[Goal of the exercise] Nothing should be left out: output all of the entries exactly.

********

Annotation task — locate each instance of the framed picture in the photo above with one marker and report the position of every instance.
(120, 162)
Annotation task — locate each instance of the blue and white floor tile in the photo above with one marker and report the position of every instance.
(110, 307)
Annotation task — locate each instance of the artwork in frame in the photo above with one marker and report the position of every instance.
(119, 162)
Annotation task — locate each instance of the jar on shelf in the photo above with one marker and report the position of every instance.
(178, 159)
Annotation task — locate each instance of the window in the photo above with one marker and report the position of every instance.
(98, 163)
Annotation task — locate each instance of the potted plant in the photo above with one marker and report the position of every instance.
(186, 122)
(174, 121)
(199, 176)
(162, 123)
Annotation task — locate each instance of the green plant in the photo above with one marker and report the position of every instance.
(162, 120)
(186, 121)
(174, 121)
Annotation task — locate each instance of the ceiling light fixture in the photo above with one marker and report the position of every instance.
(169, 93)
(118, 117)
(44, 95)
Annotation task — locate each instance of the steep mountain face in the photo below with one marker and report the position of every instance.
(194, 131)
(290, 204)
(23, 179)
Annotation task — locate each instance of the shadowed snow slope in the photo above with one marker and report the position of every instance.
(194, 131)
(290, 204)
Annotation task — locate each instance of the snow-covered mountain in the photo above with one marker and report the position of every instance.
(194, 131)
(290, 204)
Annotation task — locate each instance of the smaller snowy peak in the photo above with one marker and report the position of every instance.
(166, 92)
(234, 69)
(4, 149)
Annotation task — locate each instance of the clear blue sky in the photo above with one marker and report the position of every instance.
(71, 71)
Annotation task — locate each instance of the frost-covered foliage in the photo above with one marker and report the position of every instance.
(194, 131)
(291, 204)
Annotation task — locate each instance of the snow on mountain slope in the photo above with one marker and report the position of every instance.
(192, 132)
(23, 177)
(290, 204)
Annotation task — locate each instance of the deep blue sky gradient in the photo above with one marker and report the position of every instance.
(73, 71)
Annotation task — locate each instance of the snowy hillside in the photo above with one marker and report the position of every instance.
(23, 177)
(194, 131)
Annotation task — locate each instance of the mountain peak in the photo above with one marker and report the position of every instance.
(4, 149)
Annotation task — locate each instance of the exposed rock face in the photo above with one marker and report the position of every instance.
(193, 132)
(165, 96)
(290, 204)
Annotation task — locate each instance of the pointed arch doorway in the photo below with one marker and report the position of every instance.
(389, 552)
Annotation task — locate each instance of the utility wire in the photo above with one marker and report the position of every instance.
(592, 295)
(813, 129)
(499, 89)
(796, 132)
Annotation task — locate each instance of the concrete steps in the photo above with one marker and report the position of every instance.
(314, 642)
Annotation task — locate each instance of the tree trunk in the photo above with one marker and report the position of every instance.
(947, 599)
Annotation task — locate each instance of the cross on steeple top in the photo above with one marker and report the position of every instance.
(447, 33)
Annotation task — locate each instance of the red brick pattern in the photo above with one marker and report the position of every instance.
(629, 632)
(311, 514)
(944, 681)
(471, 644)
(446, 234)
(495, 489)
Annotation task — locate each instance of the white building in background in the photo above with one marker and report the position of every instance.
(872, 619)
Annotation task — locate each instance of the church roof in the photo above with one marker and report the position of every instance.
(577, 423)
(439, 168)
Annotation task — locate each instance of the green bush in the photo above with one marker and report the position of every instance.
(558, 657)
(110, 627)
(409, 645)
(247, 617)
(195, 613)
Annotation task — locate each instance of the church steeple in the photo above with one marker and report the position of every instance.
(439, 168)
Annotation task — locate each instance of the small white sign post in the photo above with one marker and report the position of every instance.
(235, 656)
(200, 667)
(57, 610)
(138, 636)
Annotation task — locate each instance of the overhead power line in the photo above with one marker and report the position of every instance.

********

[Task answer]
Annotation task — locate each instance of the framed picture in the photo above with one marker and report the position of every instance.
(120, 162)
Annotation task — locate each instance of the blue and white floor tile in the photo above with one marker and report the position of every instance.
(110, 307)
Annotation task — locate each instance of the artwork in frame in the photo above with one marker and report the position of every instance.
(119, 162)
Annotation task — locate each instance of the jar on shelf in the photo above with one marker and report the position of every instance.
(178, 159)
Annotation task — locate each instance of the window in the photo above with one marker and report the position of every instance.
(98, 163)
Annotation task — locate each instance of the potted plant in the photo above with one marker and report the position of every instance.
(186, 122)
(174, 121)
(199, 176)
(162, 123)
Annotation task — locate each instance of the green plant in the photo above with one marker and report the position of every instance.
(162, 120)
(186, 121)
(174, 121)
Annotation task — locate each instance of the ceiling light fixture in the photo above with one marker and report the position of every instance.
(169, 93)
(118, 117)
(44, 95)
Annotation task — locate each instance of the steep mountain face in the photo below with one marker and report the position of every instance.
(194, 131)
(290, 204)
(23, 179)
Annotation task — locate each instance of the shadowed snow slope in the photo above with one marker and report the position of every instance.
(194, 131)
(290, 204)
Annotation task — locate each instance of the snow-covered mountain in the photo above with one marker and report the position of every instance.
(194, 131)
(290, 204)
Annotation task — locate each instance of the smaller snowy peak in the photo above with one marker and report the position of every instance.
(166, 92)
(234, 69)
(4, 149)
Annotation task — locate each instance of the clear blue sky in the photo above with one marker and report the position of every instance.
(71, 71)
Annotation task — locate each instance of the frost-covered foliage in the photo above with one marker and report the position of every instance.
(194, 131)
(291, 204)
Annotation task — locate each instance of the snow on mountain slope in the photo above with one marker and report the position of every instance.
(192, 132)
(23, 177)
(290, 204)
Annotation task — locate each instance of the deep blue sky gradient in the photo above with one marker and report the position of every instance.
(73, 71)
Annotation task — locate each instance of the snowy hillside in the photo above with one marker and report the position of every instance.
(23, 177)
(194, 131)
Annotation task — locate each instance of the mountain peak in the photo above with one marker and report the position of every instance.
(4, 149)
Annotation task — locate each instance of the exposed rock face in the photo above with one marker and report the position of every instance.
(193, 132)
(165, 96)
(290, 204)
Annotation task — locate each instance of the pointed arch doorway in the photo below with one marker and report the position of every instance.
(389, 552)
Annotation task — locate each instance of the utility wire in the photo above with one marker and report the position of every instance.
(592, 295)
(813, 129)
(499, 89)
(796, 132)
Annotation task — locate each instance of the concrete steps in the photo above with one marker and report the position of every instance.
(314, 642)
Annotation task — locate each instance of the tree trunk in the photo above with one marker and report the position of every instance.
(947, 599)
Annotation task — locate each instance of the cross on steeple top in the photo above with one marker and report the position of every instance.
(447, 33)
Annotation task — locate each instance of the red brick pattern in the photo above with one marker and report the position of every instance.
(629, 632)
(311, 514)
(944, 681)
(471, 644)
(446, 234)
(495, 489)
Annotation task — locate each instance of the white building in background in the photo above with one marker and report the position of every instance.
(872, 619)
Annotation task — locate each instance of the church roof in the photo above with one marker and report the position of every instance.
(577, 423)
(439, 168)
Annotation task — locate each instance of the green bush in the photo above with one marker and report the position of every instance.
(558, 657)
(110, 627)
(409, 645)
(247, 617)
(195, 613)
Annotation task — locate each instance of the church steeple in the photo above with one marker and report the position of every instance.
(439, 168)
Annotation task — locate each instance of the small white sign post in the photo above with one marker and report the position of every instance.
(235, 656)
(200, 667)
(57, 610)
(138, 636)
Annotation task — locate each instance of the overhead power line in the photo above with one marker and report the position of every instance.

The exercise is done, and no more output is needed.